Stored data entries =>
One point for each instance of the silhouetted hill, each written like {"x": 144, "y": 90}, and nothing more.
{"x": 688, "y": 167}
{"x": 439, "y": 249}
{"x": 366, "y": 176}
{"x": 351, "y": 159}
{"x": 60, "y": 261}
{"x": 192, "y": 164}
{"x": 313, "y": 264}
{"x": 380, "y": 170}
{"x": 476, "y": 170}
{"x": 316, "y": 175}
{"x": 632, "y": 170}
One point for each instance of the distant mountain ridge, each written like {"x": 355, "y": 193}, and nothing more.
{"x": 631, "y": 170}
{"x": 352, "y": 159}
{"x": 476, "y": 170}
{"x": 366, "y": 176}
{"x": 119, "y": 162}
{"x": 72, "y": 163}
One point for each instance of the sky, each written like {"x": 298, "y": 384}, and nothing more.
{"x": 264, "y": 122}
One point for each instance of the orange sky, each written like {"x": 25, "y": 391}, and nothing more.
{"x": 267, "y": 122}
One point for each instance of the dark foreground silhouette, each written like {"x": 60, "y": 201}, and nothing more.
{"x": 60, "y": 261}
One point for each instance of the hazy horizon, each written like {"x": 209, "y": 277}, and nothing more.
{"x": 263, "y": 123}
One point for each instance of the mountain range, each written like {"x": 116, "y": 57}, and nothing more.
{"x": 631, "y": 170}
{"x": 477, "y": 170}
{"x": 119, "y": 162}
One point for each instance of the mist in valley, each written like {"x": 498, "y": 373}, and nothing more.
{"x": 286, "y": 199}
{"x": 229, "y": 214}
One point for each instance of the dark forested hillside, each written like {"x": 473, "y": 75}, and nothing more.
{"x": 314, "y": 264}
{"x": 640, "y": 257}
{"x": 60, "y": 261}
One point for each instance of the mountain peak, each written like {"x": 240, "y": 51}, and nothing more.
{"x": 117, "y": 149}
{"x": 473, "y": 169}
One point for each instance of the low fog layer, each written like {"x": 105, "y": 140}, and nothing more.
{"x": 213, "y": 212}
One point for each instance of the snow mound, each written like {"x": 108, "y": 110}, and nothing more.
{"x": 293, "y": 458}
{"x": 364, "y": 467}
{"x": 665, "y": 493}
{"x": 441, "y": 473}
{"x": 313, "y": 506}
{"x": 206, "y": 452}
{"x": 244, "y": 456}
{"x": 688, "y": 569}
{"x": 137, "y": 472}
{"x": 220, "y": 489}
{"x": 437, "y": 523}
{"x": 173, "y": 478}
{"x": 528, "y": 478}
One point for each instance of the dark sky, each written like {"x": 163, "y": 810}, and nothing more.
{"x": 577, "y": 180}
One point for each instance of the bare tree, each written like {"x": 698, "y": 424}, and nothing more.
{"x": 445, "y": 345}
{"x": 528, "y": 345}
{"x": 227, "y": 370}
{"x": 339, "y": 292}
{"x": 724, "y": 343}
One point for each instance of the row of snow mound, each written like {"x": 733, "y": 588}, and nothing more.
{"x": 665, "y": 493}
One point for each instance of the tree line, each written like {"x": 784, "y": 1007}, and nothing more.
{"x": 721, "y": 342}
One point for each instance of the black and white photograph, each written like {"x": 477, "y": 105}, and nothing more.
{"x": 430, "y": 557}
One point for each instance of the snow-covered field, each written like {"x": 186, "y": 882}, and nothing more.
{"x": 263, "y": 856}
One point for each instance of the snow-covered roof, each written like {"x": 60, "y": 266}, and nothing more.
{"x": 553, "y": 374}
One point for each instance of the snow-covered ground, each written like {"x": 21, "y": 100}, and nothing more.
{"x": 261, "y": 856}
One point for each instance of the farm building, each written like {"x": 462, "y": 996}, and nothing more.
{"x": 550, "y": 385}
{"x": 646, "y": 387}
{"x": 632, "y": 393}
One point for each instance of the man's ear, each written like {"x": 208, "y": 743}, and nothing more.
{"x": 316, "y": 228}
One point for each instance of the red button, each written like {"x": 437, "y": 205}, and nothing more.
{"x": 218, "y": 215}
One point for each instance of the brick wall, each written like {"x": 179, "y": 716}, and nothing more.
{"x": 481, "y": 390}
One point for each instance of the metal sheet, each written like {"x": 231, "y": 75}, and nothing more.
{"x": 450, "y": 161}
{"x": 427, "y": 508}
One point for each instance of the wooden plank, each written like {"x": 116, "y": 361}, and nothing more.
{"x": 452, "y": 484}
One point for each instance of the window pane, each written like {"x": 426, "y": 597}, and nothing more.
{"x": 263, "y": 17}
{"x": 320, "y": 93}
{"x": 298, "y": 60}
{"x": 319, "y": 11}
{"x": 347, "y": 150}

The task => Your response should be an exact copy of all the records.

Result below =>
One point for each instance of the silhouetted hill, each written like {"x": 144, "y": 90}, and nothing more.
{"x": 688, "y": 167}
{"x": 439, "y": 249}
{"x": 366, "y": 176}
{"x": 351, "y": 159}
{"x": 60, "y": 261}
{"x": 192, "y": 164}
{"x": 313, "y": 264}
{"x": 380, "y": 170}
{"x": 476, "y": 170}
{"x": 316, "y": 175}
{"x": 632, "y": 170}
One point for each instance of the distant mountain ridge, each written like {"x": 355, "y": 193}, and nothing more.
{"x": 631, "y": 170}
{"x": 352, "y": 159}
{"x": 476, "y": 170}
{"x": 366, "y": 176}
{"x": 119, "y": 162}
{"x": 72, "y": 163}
One point for each instance of the sky, each written like {"x": 298, "y": 384}, and nothing more.
{"x": 264, "y": 122}
One point for each instance of the orange sky, each written like {"x": 25, "y": 391}, and nothing more.
{"x": 267, "y": 122}
One point for each instance of the dark foreground silhouette, each written like {"x": 60, "y": 201}, and nothing more.
{"x": 60, "y": 261}
One point for each instance of the hazy horizon, each written like {"x": 209, "y": 277}, and nothing more.
{"x": 263, "y": 123}
One point for each instance of the mountain range, each written like {"x": 116, "y": 57}, and nothing more.
{"x": 631, "y": 170}
{"x": 477, "y": 170}
{"x": 119, "y": 162}
One point for each instance of the mist in valley, each written like {"x": 498, "y": 373}, and nothing more.
{"x": 286, "y": 199}
{"x": 229, "y": 214}
One point for each instance of the dark forested hillside, each written like {"x": 473, "y": 75}, and nothing more.
{"x": 314, "y": 264}
{"x": 640, "y": 257}
{"x": 60, "y": 261}
One point for each instance of the mountain peak, each written like {"x": 240, "y": 51}, and nothing more.
{"x": 117, "y": 149}
{"x": 473, "y": 169}
One point for each instance of the low fog layer, each written like {"x": 105, "y": 140}, and nothing more.
{"x": 213, "y": 212}
One point for each instance of the snow mound, each written like {"x": 108, "y": 110}, and nothing more.
{"x": 293, "y": 458}
{"x": 364, "y": 467}
{"x": 665, "y": 493}
{"x": 441, "y": 473}
{"x": 313, "y": 506}
{"x": 206, "y": 452}
{"x": 244, "y": 456}
{"x": 688, "y": 569}
{"x": 137, "y": 472}
{"x": 220, "y": 489}
{"x": 437, "y": 523}
{"x": 173, "y": 478}
{"x": 528, "y": 478}
One point for each instance of the dark sky, each written like {"x": 163, "y": 810}, and nothing more.
{"x": 577, "y": 180}
One point for each instance of the bare tree, each written like {"x": 698, "y": 424}, and nothing more.
{"x": 445, "y": 345}
{"x": 528, "y": 345}
{"x": 227, "y": 370}
{"x": 339, "y": 292}
{"x": 724, "y": 343}
One point for each instance of the row of snow mound, each written like {"x": 733, "y": 588}, and nothing more.
{"x": 665, "y": 493}
One point for each instance of the tree line, each written like {"x": 784, "y": 1007}, and nothing more.
{"x": 721, "y": 342}
One point for each instance of the black and white photograph, each written like {"x": 477, "y": 105}, and nothing more.
{"x": 430, "y": 557}
One point for each instance of the snow-covered field, each written like {"x": 186, "y": 882}, and nothing more.
{"x": 263, "y": 856}
One point for each instance of the snow-covered roof, each written like {"x": 60, "y": 266}, and nothing more.
{"x": 553, "y": 374}
One point for each instance of the snow-covered ground, each written like {"x": 21, "y": 100}, and nothing more.
{"x": 261, "y": 856}
One point for each instance of the farm building, each written like {"x": 462, "y": 996}, and nothing more.
{"x": 550, "y": 385}
{"x": 646, "y": 387}
{"x": 632, "y": 393}
One point for each instance of the man's ear, each written like {"x": 208, "y": 743}, and nothing more.
{"x": 316, "y": 228}
One point for each instance of the red button, each written like {"x": 437, "y": 205}, and nothing more.
{"x": 218, "y": 215}
One point for each instance of the brick wall, each written like {"x": 179, "y": 716}, and nothing more.
{"x": 481, "y": 390}
One point for each instance of the metal sheet, each written like {"x": 231, "y": 75}, and nothing more.
{"x": 450, "y": 161}
{"x": 427, "y": 508}
One point for each instance of the wooden plank, each written like {"x": 116, "y": 361}, and nothing more.
{"x": 452, "y": 484}
One point for each instance of the window pane, each written like {"x": 426, "y": 597}, and nothing more.
{"x": 263, "y": 17}
{"x": 320, "y": 93}
{"x": 298, "y": 60}
{"x": 319, "y": 11}
{"x": 347, "y": 150}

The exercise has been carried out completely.